§ EXERCISE OBJECTIVE
Search the data for the string "pine" and gather each line it is in.

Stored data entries
────────────────────

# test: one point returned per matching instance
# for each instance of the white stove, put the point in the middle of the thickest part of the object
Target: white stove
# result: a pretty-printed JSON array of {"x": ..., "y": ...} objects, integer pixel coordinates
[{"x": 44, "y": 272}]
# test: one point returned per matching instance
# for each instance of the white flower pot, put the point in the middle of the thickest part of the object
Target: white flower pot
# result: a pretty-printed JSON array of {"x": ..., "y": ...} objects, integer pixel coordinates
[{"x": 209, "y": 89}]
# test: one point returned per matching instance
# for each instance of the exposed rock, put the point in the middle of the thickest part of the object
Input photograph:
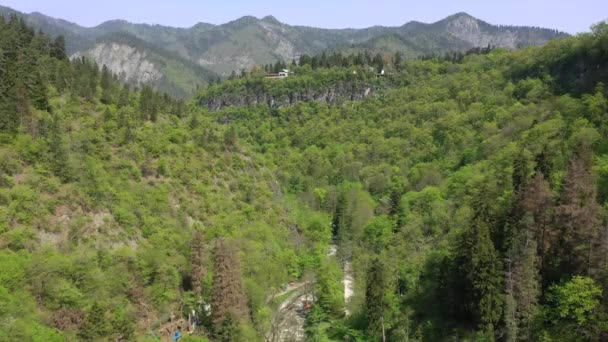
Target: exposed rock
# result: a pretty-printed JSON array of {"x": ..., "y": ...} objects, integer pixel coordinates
[
  {"x": 126, "y": 61},
  {"x": 335, "y": 94}
]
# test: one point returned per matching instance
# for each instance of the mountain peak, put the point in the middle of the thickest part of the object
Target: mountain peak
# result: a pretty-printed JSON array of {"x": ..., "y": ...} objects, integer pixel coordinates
[
  {"x": 271, "y": 19},
  {"x": 460, "y": 15}
]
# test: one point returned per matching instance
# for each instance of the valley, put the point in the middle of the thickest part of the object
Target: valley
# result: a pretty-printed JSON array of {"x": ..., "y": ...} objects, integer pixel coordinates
[{"x": 391, "y": 184}]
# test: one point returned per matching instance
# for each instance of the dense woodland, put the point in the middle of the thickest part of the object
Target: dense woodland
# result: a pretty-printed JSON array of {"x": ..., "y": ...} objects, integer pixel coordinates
[{"x": 470, "y": 195}]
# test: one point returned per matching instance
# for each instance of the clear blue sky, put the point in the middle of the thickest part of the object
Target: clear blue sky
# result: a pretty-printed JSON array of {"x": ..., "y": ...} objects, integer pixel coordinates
[{"x": 571, "y": 16}]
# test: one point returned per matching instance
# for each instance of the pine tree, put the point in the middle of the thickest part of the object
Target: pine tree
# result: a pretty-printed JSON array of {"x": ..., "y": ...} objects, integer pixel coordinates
[
  {"x": 95, "y": 325},
  {"x": 480, "y": 269},
  {"x": 375, "y": 302},
  {"x": 197, "y": 262},
  {"x": 58, "y": 48},
  {"x": 228, "y": 300},
  {"x": 577, "y": 218},
  {"x": 58, "y": 151}
]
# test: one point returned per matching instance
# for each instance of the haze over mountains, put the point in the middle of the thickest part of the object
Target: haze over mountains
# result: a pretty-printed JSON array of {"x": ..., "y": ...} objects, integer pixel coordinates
[{"x": 176, "y": 60}]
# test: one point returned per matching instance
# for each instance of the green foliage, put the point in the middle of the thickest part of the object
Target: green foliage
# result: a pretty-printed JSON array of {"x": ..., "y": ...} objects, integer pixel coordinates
[
  {"x": 426, "y": 188},
  {"x": 573, "y": 308}
]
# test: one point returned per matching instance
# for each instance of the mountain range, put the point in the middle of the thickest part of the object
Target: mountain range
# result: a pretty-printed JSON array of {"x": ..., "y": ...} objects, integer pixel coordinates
[{"x": 176, "y": 60}]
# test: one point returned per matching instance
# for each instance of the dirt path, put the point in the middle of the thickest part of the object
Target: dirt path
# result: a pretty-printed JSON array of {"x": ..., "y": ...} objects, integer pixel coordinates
[
  {"x": 288, "y": 324},
  {"x": 290, "y": 318}
]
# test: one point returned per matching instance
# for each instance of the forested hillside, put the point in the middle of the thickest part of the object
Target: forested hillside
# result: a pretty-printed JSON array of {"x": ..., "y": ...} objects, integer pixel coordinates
[
  {"x": 469, "y": 196},
  {"x": 248, "y": 41}
]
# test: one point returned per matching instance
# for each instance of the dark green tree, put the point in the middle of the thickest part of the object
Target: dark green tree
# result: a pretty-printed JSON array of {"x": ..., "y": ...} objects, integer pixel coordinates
[{"x": 375, "y": 302}]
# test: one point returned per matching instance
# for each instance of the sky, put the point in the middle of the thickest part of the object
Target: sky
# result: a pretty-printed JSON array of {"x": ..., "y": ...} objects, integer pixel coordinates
[{"x": 572, "y": 16}]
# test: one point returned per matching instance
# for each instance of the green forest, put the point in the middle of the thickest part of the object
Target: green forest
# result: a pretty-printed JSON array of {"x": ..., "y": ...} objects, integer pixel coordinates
[{"x": 469, "y": 194}]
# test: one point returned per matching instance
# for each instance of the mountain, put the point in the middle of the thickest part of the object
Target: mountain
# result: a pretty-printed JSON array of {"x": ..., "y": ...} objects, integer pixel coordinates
[{"x": 249, "y": 41}]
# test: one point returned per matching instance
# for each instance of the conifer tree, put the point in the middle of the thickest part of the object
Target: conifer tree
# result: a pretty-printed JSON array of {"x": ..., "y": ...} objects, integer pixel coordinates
[
  {"x": 375, "y": 302},
  {"x": 577, "y": 218},
  {"x": 228, "y": 300},
  {"x": 58, "y": 48},
  {"x": 196, "y": 260},
  {"x": 480, "y": 268},
  {"x": 95, "y": 325}
]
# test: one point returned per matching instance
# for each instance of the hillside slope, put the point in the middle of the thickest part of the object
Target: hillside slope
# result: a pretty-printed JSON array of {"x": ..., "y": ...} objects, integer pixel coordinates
[{"x": 249, "y": 41}]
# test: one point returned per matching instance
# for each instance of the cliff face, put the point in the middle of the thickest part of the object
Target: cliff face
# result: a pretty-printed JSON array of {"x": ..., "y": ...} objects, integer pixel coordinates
[
  {"x": 129, "y": 63},
  {"x": 333, "y": 94}
]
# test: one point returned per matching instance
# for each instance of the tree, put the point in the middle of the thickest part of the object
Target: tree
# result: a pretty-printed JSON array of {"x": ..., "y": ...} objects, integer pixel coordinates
[
  {"x": 375, "y": 303},
  {"x": 95, "y": 325},
  {"x": 574, "y": 310},
  {"x": 397, "y": 60},
  {"x": 480, "y": 268},
  {"x": 228, "y": 301},
  {"x": 577, "y": 219},
  {"x": 197, "y": 261},
  {"x": 58, "y": 48}
]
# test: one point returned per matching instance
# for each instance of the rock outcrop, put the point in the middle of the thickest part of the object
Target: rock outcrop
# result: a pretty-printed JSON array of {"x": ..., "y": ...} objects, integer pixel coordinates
[
  {"x": 333, "y": 94},
  {"x": 130, "y": 64}
]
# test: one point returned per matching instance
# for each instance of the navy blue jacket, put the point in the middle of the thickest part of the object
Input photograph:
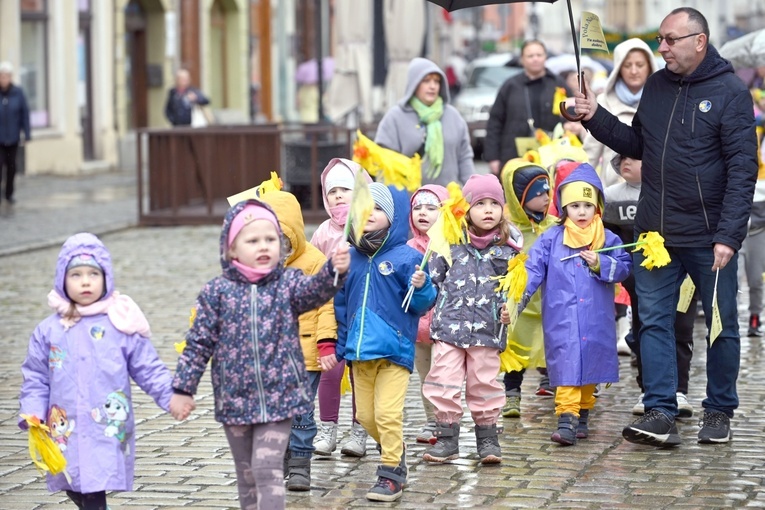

────────────────────

§ EXERCISE SOLUTION
# for each instance of the pine tree, put the point in the middle of the thickest part of the object
Target: pine tree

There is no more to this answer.